Selected passage:
»»
In December 2021, Junnila joined to make a statement together with eight other parliament members who condemned Veronika Honkasalo's initiative to boycott Israel's import products. The statement claimed that Honkasalo's suggestion was anti-semitic.

==Alleged neo-Nazi connections==
After his ministerial position was announced, Junnila's alleged connections to neo-Nazi networks were widely discussed in social media.

=== Memorial event ===

In 2019, Junnila was the featured speaker at a memorial to the victims of the 2017 Turku attack, 188 Kukkavirta, organized by the far-right umbrella organization Coalition of Nationalists (Kansallismielisten liittouma) consisting of the vigilante Soldiers of Odin and Nordic Resistance Movement militiassince banned in Finland. According to Junnila, he has no relationship with the coalition. After heated public discussion, Junnila apologized for his conduct and said that he would not take part in far-right events in the future.

=== Campaign remarks ===
In the 2019 Finnish parliamentary election Junnila was randomly assigned the candidate number 88. He then used the far-right symbol 14/88 during his 2019 campaign. He connected his candidate number, 88, with the day of the election, the 14th, to use the phrase "On the 14th, 88" ("14. päivänä 88") in his campaign advertising and candidate brief. 14/88 is another popular white supremacist slogan, with the 14 referring to the "Fourteen Words" coined by the white supremacist David Lane ("We must secure the existence of our people and a future for white children.") Yle quoted author Mikko Porvali as saying that Junnila would have been aware what this sequence of numbers meant.
««
Given information:
»»
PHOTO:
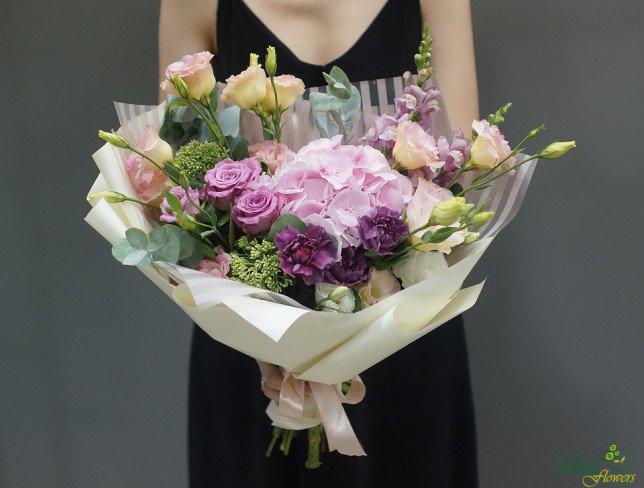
««
Exercise description:
Answer these questions from the passage about Junnila:
1. How many other parliament members joined Junnila in the December 2021 statement?
2. What candidate number was Junnila assigned in the 2019 Finnish parliamentary election?
3. Whom did Yle quote as saying that Junnila would have been aware of what the number sequence meant?

Finished task:
1. Eight.
2. 88.
3. The author Mikko Porvali.